• [WRITTEN INSTRUCTION]: Which lines in the rows below contain the word "green"? Pull out each of them and copy it in full.

begin RECORDS TO USE

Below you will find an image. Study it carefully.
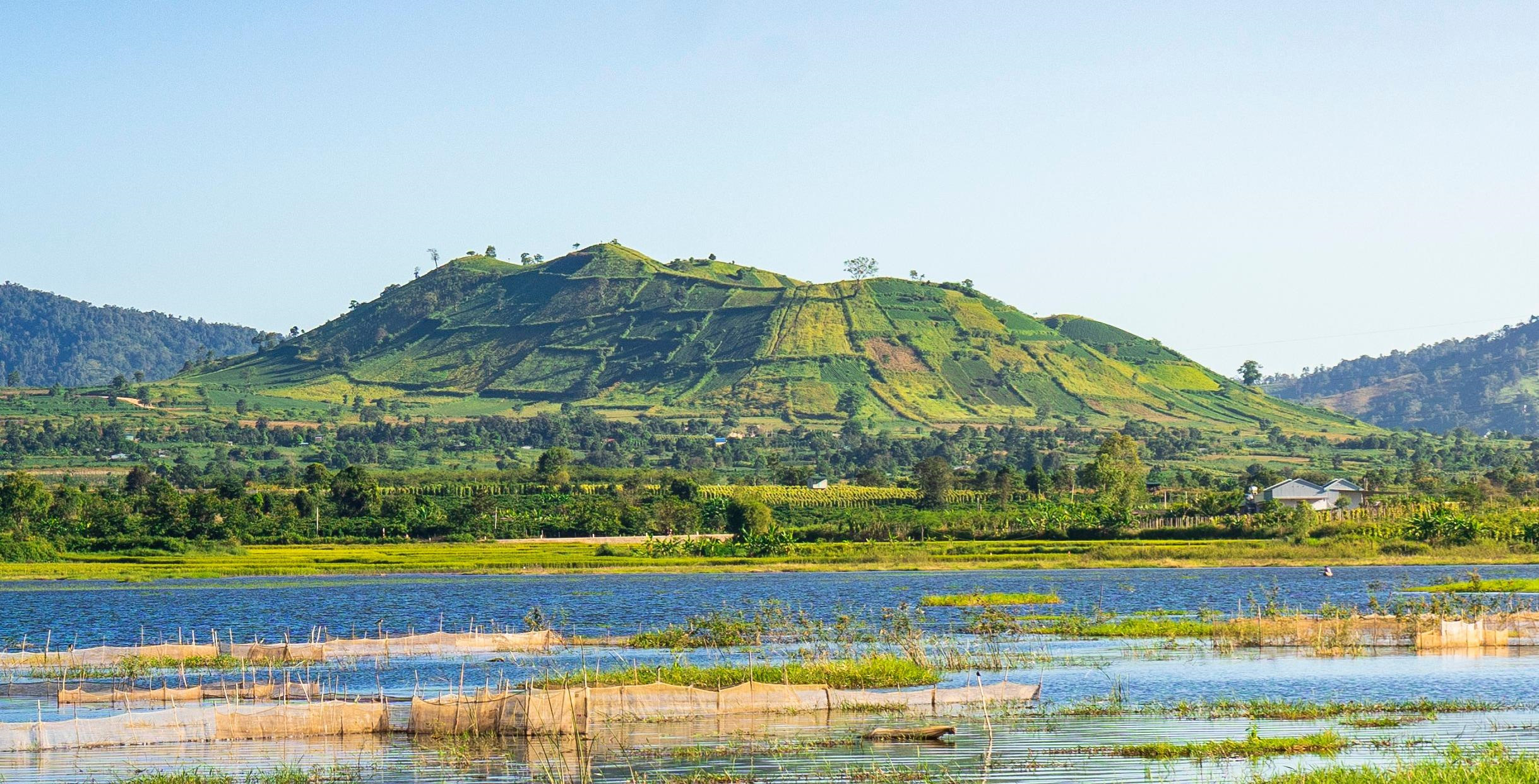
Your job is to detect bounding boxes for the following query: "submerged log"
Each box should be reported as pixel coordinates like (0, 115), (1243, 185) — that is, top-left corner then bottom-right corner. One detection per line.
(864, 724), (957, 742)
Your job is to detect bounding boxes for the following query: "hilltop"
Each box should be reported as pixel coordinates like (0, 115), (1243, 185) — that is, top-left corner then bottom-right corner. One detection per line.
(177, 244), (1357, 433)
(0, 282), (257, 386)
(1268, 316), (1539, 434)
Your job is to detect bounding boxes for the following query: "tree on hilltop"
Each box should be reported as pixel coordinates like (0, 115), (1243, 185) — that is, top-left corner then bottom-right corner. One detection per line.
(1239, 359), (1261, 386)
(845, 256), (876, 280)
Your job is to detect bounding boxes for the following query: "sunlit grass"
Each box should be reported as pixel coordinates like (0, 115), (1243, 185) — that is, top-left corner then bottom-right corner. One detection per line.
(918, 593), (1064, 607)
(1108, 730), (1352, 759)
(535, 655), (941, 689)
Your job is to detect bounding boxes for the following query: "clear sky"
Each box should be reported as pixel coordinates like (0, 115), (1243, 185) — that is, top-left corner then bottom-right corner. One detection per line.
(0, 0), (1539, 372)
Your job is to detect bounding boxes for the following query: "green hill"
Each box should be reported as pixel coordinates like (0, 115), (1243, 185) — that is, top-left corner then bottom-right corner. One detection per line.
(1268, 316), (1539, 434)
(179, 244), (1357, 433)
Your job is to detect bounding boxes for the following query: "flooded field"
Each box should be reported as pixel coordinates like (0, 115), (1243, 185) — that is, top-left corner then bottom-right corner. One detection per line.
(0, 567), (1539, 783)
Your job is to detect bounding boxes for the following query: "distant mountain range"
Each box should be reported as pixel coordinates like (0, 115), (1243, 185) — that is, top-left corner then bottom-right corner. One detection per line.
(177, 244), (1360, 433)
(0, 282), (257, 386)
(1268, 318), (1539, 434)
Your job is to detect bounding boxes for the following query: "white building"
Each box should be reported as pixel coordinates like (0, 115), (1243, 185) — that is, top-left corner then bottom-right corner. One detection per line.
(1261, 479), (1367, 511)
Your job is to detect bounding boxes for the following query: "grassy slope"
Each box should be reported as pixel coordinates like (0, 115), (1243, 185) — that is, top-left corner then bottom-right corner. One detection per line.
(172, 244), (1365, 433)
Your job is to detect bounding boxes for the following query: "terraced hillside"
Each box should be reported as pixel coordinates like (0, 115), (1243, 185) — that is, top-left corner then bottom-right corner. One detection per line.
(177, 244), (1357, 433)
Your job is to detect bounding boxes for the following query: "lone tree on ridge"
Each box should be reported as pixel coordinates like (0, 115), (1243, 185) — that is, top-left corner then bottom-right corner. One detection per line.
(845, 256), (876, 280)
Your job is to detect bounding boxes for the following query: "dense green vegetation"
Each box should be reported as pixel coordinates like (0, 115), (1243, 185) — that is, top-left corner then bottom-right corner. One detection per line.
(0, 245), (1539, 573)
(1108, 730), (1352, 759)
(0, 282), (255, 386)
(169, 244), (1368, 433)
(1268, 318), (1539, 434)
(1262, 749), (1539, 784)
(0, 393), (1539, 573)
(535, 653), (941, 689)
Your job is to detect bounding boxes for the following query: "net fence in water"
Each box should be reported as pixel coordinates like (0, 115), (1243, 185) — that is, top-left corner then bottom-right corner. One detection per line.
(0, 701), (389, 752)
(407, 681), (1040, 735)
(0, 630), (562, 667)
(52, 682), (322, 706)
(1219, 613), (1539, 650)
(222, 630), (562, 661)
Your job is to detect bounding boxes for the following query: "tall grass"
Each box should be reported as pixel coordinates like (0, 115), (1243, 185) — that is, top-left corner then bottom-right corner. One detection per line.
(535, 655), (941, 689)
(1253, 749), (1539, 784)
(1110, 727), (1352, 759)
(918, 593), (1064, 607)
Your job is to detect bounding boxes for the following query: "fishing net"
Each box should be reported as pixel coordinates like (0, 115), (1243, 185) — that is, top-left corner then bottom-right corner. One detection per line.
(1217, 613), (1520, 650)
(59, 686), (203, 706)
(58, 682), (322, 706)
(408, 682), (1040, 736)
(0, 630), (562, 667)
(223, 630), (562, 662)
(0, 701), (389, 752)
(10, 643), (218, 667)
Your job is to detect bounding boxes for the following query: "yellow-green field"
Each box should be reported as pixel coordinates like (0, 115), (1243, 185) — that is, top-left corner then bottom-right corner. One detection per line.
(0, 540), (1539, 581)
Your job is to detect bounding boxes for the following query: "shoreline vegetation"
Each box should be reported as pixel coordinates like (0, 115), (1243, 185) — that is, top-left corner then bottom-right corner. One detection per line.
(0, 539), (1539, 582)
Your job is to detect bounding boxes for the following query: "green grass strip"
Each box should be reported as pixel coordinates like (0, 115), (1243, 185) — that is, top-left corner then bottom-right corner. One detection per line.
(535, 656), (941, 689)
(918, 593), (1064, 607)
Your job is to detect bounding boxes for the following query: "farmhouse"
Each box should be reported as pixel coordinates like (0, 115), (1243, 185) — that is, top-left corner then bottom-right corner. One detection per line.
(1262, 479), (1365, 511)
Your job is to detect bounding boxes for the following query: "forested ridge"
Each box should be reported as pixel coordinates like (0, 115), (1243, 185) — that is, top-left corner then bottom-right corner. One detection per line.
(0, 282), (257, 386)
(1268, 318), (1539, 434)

end RECORDS TO USE

• [EXERCISE ANSWER]:
Your job is to detect bounding boxes for the following query: "green hill"
Your job is to detect bounding boxes for the following query: "dense green vegetation"
Your job is to detect bounding boxes for the following query: "yellow-green field"
Your job is to detect bounding boxes for the following query: "green grass strip"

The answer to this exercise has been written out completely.